READING PASSAGE: Begin

First attempt. Found myself isolated on a peninsula, and no iron. Ah well, attempt number 2 coming up.
 
First attempt. Found myself isolated on a peninsula, and no iron. Ah well, attempt number 2 coming up.

Are you going for fastest date?
Otherwise I see no reason to start again, it's the easiest level...
 
what a crap... turn 524 I broke the science... Future tech -121564 of 14107 and it tells me that I have 7 turns to go :(
 
what a crap... turn 524 I broke the science... Future tech -121564 of 14107 and it tells me that I have 7 turns to go :(

Yeah, I did that on the time game I played. I think it let me get to ~200k unused science before ticking over to negative values. Number might be off, since 2^17 is 131k, and 2^18 is 262, and I'd assume it's one of them. Need to either make sure your science is only just over the threshhold for 1 turn research so the excess doesn't grow big enough, or save 1 SGL for every time it does.

Haven't tried this gauntlet yet, but one of the things that the city governor was doing in my time game was repeatedly using unemployed citizens and leaving empty specialist slots.

READING PASSAGE: End
EXTRACTED DATA: Begin

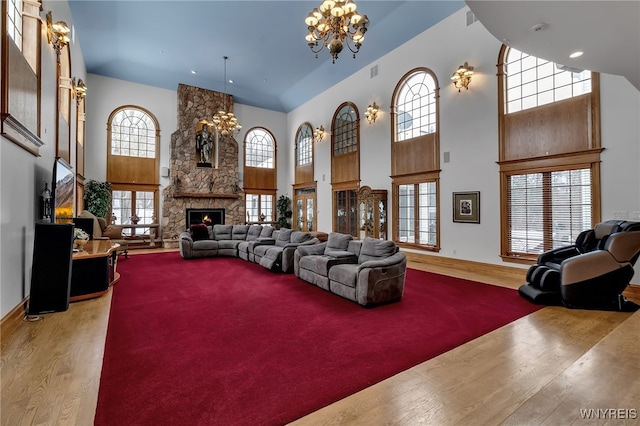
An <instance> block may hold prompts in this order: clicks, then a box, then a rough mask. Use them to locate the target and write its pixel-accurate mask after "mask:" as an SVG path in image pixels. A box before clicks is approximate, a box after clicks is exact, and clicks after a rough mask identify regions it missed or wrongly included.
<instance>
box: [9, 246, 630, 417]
mask: <svg viewBox="0 0 640 426" xmlns="http://www.w3.org/2000/svg"><path fill="white" fill-rule="evenodd" d="M144 252H145V251H142V250H135V251H132V252H130V254H132V255H136V254H138V253H144ZM155 252H157V250H156V251H155ZM410 266H411V267H414V268H417V269H424V270H432V272H438V273H446V274H449V275H454V276H459V277H461V278H468V279H474V280H477V281H483V282H491V283H494V284H498V285H503V286H507V287H512V288H516V287H517V286H519V285H520V284H521V282H522V280H521V278H520V277H519V276H518V275H517V274H516V275H515V276H512V277H509V276H500V277H496V276H491V274H490V273H489V272H483V271H478V272H479V273H474V272H473V271H465V270H452V269H448V270H447V268H443V267H441V266H435V267H434V266H431V265H428V264H424V263H417V262H411V263H410ZM434 269H435V270H434ZM523 276H524V275H523ZM638 290H639V289H638V288H636V287H634V288H632V289H631V290H630V292H629V297H635V298H636V301H640V300H638V299H640V291H638ZM110 302H111V292H109V293H107V294H106V295H105V296H103V297H100V298H98V299H92V300H86V301H82V302H77V303H73V304H71V306H70V308H69V310H68V311H67V312H63V313H57V314H48V315H44V316H43V318H44V320H42V321H37V322H21V323H20V324H18V325H17V327H16V328H15V330H13V332H11V333H5V334H6V335H4V334H3V336H2V342H1V352H2V354H1V364H0V378H1V382H2V383H1V385H2V389H1V395H0V397H1V405H0V409H1V412H0V413H1V414H0V420H1V424H2V425H3V426H4V425H7V426H9V425H11V426H13V425H91V424H93V417H94V414H95V408H96V401H97V395H98V386H99V380H100V371H101V366H102V356H103V351H104V339H105V336H106V330H107V324H108V316H109V307H110ZM638 329H640V312H637V313H634V314H629V313H620V312H603V311H585V310H571V309H565V308H560V307H547V308H544V309H542V310H540V311H537V312H536V313H534V314H531V315H529V316H527V317H524V318H521V319H519V320H517V321H515V322H513V323H511V324H508V325H506V326H504V327H502V328H500V329H498V330H496V331H494V332H492V333H489V334H486V335H484V336H482V337H480V338H478V339H475V340H474V341H471V342H469V343H467V344H465V345H462V346H460V347H458V348H456V349H453V350H451V351H449V352H447V353H445V354H443V355H441V356H439V357H436V358H434V359H432V360H430V361H427V362H424V363H422V364H420V365H417V366H415V367H413V368H411V369H409V370H407V371H404V372H402V373H400V374H397V375H396V376H393V377H391V378H389V379H387V380H385V381H383V382H381V383H378V384H376V385H374V386H371V387H370V388H367V389H364V390H363V391H361V392H358V393H356V394H354V395H351V396H349V397H347V398H345V399H343V400H341V401H338V402H336V403H334V404H332V405H330V406H327V407H324V408H322V409H320V410H318V411H316V412H315V413H312V414H309V415H308V416H306V417H303V418H301V419H299V420H297V421H296V422H294V423H293V424H295V425H320V424H322V425H326V424H340V425H361V424H362V425H365V424H366V425H379V424H394V425H471V424H473V425H476V424H513V425H522V424H529V425H537V424H551V425H555V424H574V423H576V424H577V423H583V422H584V423H588V424H640V418H639V417H640V413H638V411H640V403H639V402H638V401H640V364H639V363H638V360H639V359H640V345H639V344H638V342H637V336H638ZM581 409H584V410H589V409H622V410H627V411H620V412H618V411H616V412H615V414H612V412H607V413H608V414H606V415H608V416H609V417H607V419H603V418H601V419H600V420H598V421H596V420H591V421H589V422H588V421H587V420H583V419H582V417H581V411H580V410H581ZM633 410H635V411H633ZM594 413H597V412H591V414H592V415H593V414H594ZM634 413H635V414H634ZM624 414H626V415H627V417H628V418H627V419H626V420H621V419H620V416H621V415H624ZM582 415H584V413H582ZM600 415H602V413H600ZM613 415H615V416H618V418H617V419H611V416H613ZM630 417H634V418H630Z"/></svg>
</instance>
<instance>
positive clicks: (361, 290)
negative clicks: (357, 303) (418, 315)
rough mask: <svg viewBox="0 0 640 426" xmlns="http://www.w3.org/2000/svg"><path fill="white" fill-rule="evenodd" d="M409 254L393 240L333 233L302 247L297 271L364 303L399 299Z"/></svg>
mask: <svg viewBox="0 0 640 426" xmlns="http://www.w3.org/2000/svg"><path fill="white" fill-rule="evenodd" d="M406 271H407V256H406V255H405V254H404V253H402V252H400V251H399V249H398V246H396V244H395V243H394V242H392V241H387V240H378V239H375V238H369V237H367V238H365V239H364V240H353V239H352V237H351V235H346V234H340V233H337V232H333V233H331V234H329V238H328V240H327V242H324V243H321V244H315V245H313V246H303V247H298V249H297V250H296V251H295V255H294V273H295V274H296V276H297V277H298V278H301V279H303V280H305V281H307V282H308V283H311V284H314V285H316V286H318V287H320V288H322V289H324V290H327V291H330V292H332V293H334V294H337V295H339V296H342V297H344V298H346V299H349V300H351V301H354V302H356V303H358V304H360V305H362V306H373V305H379V304H383V303H390V302H397V301H399V300H400V299H401V298H402V296H403V294H404V282H405V275H406Z"/></svg>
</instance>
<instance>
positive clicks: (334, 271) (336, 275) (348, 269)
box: [329, 264, 358, 287]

EXTRACTED DATA: End

• EXERCISE REQUIREMENTS
In the forum discussion, list every number that appears in the post beginning "what a crap... turn 524".

• SOLUTION TO THE EXERCISE
524, -121564, 14107, 7